§ **TASK PROMPT**: How many lines below contain the word "ground"? Reply solely with the number.

§ **DATA FOR THIS EXERCISE**:
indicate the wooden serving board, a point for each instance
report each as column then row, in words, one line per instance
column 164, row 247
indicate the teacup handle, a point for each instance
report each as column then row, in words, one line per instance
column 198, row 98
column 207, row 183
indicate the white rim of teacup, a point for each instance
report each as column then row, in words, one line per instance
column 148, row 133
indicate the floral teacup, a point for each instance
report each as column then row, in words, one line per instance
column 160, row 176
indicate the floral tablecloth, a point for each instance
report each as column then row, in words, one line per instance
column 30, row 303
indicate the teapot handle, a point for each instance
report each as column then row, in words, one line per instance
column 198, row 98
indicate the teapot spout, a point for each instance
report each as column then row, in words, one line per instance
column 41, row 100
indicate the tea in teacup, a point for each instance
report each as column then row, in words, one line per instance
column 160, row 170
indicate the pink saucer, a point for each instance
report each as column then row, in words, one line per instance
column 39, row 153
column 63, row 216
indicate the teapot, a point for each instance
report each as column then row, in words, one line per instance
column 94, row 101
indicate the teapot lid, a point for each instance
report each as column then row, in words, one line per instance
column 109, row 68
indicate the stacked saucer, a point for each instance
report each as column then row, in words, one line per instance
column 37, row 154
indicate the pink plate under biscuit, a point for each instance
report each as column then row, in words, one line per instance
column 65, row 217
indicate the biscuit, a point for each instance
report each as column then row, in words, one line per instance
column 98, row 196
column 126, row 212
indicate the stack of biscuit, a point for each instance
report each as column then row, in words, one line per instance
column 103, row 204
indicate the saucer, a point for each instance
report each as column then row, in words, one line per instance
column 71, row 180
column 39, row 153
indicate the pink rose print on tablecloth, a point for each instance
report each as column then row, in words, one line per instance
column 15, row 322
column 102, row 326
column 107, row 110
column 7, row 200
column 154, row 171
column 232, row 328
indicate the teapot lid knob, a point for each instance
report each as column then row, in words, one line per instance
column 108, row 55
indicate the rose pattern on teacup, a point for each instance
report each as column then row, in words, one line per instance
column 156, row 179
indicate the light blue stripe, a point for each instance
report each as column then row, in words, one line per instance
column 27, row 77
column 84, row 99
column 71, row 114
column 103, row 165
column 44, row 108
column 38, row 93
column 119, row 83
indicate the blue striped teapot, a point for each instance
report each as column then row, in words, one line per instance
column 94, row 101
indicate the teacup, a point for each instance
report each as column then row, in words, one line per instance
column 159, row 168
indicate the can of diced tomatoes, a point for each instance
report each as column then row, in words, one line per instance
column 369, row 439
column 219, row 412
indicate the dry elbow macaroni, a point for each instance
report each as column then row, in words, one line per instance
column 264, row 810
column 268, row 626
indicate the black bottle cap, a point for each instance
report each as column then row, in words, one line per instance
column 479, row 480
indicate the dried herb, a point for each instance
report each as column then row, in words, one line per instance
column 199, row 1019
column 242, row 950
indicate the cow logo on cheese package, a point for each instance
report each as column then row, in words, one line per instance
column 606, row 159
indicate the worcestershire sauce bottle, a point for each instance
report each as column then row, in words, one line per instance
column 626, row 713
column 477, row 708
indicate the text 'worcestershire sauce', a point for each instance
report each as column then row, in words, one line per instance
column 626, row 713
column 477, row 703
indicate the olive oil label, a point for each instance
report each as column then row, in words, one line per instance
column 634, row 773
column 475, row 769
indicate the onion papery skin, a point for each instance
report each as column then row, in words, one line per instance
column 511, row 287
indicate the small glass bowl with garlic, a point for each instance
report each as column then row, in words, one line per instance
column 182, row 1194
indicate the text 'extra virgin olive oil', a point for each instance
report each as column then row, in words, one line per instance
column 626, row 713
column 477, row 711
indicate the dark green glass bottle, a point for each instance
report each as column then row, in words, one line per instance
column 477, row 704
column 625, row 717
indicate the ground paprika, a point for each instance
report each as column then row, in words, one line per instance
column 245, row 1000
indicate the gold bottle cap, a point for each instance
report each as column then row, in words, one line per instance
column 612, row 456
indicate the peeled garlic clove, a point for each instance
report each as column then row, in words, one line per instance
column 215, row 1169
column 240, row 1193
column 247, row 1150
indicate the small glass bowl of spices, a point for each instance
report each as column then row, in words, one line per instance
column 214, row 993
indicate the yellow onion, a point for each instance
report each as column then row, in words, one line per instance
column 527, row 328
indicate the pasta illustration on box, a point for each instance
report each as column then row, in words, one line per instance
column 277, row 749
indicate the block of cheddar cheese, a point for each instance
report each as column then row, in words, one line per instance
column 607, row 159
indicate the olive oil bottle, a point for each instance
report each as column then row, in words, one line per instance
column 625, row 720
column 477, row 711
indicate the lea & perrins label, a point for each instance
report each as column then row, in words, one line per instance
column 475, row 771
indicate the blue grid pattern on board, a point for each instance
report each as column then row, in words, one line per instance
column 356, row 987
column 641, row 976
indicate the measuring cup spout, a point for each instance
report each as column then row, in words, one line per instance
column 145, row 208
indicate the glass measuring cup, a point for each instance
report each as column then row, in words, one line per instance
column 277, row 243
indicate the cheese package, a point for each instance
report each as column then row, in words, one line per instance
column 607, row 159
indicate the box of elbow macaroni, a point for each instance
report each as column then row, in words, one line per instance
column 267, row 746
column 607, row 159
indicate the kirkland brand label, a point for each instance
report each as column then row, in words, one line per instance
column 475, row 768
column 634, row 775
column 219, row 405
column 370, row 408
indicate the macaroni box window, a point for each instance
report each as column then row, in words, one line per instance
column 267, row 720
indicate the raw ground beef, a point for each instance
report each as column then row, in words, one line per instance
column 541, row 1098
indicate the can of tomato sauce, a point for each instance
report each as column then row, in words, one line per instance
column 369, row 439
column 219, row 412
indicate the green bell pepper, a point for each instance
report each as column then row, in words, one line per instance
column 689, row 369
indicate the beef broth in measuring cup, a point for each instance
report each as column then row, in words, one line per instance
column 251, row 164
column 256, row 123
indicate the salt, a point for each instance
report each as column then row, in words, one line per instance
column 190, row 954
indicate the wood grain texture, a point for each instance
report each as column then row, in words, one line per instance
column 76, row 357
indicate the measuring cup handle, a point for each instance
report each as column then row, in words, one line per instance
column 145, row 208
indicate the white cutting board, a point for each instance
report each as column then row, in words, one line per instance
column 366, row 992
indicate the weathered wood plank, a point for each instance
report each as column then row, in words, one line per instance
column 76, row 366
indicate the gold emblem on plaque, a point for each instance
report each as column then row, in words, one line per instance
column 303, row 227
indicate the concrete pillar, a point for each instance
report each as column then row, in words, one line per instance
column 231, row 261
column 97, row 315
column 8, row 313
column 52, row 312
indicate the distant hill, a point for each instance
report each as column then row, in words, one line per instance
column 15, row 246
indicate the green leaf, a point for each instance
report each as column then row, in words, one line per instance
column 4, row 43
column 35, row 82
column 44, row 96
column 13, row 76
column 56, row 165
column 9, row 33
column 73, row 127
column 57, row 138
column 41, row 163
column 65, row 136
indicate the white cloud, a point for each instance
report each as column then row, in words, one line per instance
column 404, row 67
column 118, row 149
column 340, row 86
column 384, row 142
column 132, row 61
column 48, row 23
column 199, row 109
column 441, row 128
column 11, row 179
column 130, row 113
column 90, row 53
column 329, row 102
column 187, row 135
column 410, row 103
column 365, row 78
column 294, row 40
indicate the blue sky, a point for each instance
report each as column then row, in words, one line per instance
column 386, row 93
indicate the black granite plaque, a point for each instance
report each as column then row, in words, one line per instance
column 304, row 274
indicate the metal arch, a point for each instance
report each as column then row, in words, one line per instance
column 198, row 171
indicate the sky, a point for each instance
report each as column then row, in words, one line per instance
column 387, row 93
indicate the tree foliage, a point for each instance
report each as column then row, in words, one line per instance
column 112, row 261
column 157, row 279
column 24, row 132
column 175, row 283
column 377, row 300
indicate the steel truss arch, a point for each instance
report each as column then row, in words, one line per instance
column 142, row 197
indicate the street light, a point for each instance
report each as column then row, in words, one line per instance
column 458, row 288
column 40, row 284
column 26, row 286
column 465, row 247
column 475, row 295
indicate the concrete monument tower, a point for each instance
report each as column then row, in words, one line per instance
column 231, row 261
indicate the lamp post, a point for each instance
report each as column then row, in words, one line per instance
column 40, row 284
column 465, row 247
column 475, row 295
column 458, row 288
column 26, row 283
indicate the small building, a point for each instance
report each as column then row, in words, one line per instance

§ **YOUR SOLUTION**: 2